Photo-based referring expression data
■ ■ ■ ■ ■
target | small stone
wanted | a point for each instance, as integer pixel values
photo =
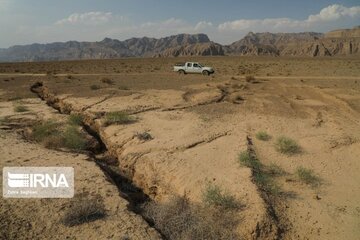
(317, 197)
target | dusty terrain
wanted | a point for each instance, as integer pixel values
(199, 125)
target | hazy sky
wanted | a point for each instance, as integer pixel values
(225, 21)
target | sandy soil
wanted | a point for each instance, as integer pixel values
(199, 126)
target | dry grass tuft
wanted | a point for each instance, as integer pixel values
(177, 219)
(287, 146)
(263, 136)
(21, 108)
(307, 176)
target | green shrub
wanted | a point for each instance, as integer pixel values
(75, 119)
(179, 219)
(124, 88)
(245, 159)
(287, 146)
(263, 136)
(275, 170)
(43, 130)
(21, 108)
(214, 195)
(145, 136)
(74, 139)
(266, 183)
(95, 87)
(307, 176)
(118, 118)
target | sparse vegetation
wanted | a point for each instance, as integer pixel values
(263, 136)
(307, 176)
(95, 87)
(125, 88)
(260, 176)
(75, 119)
(15, 98)
(21, 108)
(247, 160)
(214, 195)
(249, 78)
(118, 118)
(287, 146)
(178, 219)
(42, 131)
(144, 136)
(74, 139)
(275, 170)
(107, 81)
(84, 209)
(51, 135)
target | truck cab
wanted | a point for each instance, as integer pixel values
(193, 67)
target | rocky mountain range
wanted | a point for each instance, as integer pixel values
(338, 42)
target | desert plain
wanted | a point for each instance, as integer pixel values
(265, 148)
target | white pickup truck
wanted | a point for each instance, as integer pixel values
(192, 67)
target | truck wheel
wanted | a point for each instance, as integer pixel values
(206, 73)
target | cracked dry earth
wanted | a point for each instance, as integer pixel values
(198, 132)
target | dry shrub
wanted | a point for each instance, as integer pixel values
(249, 78)
(178, 219)
(107, 81)
(84, 208)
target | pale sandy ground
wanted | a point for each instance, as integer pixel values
(199, 129)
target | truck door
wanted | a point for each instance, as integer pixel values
(197, 68)
(189, 68)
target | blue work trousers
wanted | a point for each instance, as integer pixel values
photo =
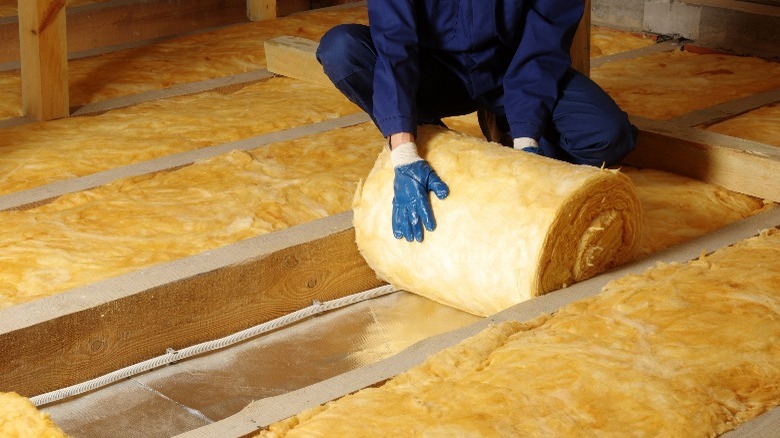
(586, 126)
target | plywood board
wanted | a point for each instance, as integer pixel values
(59, 341)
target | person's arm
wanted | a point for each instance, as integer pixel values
(396, 78)
(531, 83)
(396, 75)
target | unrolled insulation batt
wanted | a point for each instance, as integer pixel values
(20, 419)
(681, 350)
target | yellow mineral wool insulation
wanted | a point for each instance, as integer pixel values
(669, 84)
(47, 243)
(680, 350)
(19, 418)
(676, 209)
(223, 52)
(515, 225)
(761, 125)
(36, 154)
(605, 41)
(85, 237)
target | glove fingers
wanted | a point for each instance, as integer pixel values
(398, 222)
(426, 214)
(415, 226)
(439, 187)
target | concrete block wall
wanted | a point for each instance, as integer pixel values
(743, 27)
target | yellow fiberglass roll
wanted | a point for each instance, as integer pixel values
(515, 225)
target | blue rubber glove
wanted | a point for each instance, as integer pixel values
(411, 204)
(527, 144)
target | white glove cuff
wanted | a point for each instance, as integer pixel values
(525, 142)
(404, 153)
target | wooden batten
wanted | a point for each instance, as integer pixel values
(122, 22)
(294, 57)
(261, 9)
(44, 59)
(580, 48)
(87, 332)
(740, 165)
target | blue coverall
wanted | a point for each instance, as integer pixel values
(421, 60)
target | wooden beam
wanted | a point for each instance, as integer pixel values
(261, 9)
(740, 165)
(122, 22)
(580, 48)
(44, 59)
(82, 334)
(294, 57)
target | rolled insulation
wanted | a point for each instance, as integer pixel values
(681, 350)
(515, 225)
(20, 418)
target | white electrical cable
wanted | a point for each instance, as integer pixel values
(174, 356)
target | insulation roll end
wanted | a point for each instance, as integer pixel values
(514, 226)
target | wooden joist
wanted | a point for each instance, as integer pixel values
(580, 48)
(54, 342)
(294, 57)
(44, 59)
(261, 9)
(121, 22)
(739, 165)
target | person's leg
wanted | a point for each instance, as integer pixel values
(587, 126)
(348, 57)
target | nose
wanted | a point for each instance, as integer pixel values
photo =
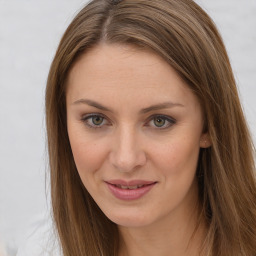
■ ■ ■ ■ ■
- TASK: Report how many lines of the records above contain the word "wooden", giving only the number.

- FINAL ANSWER: 3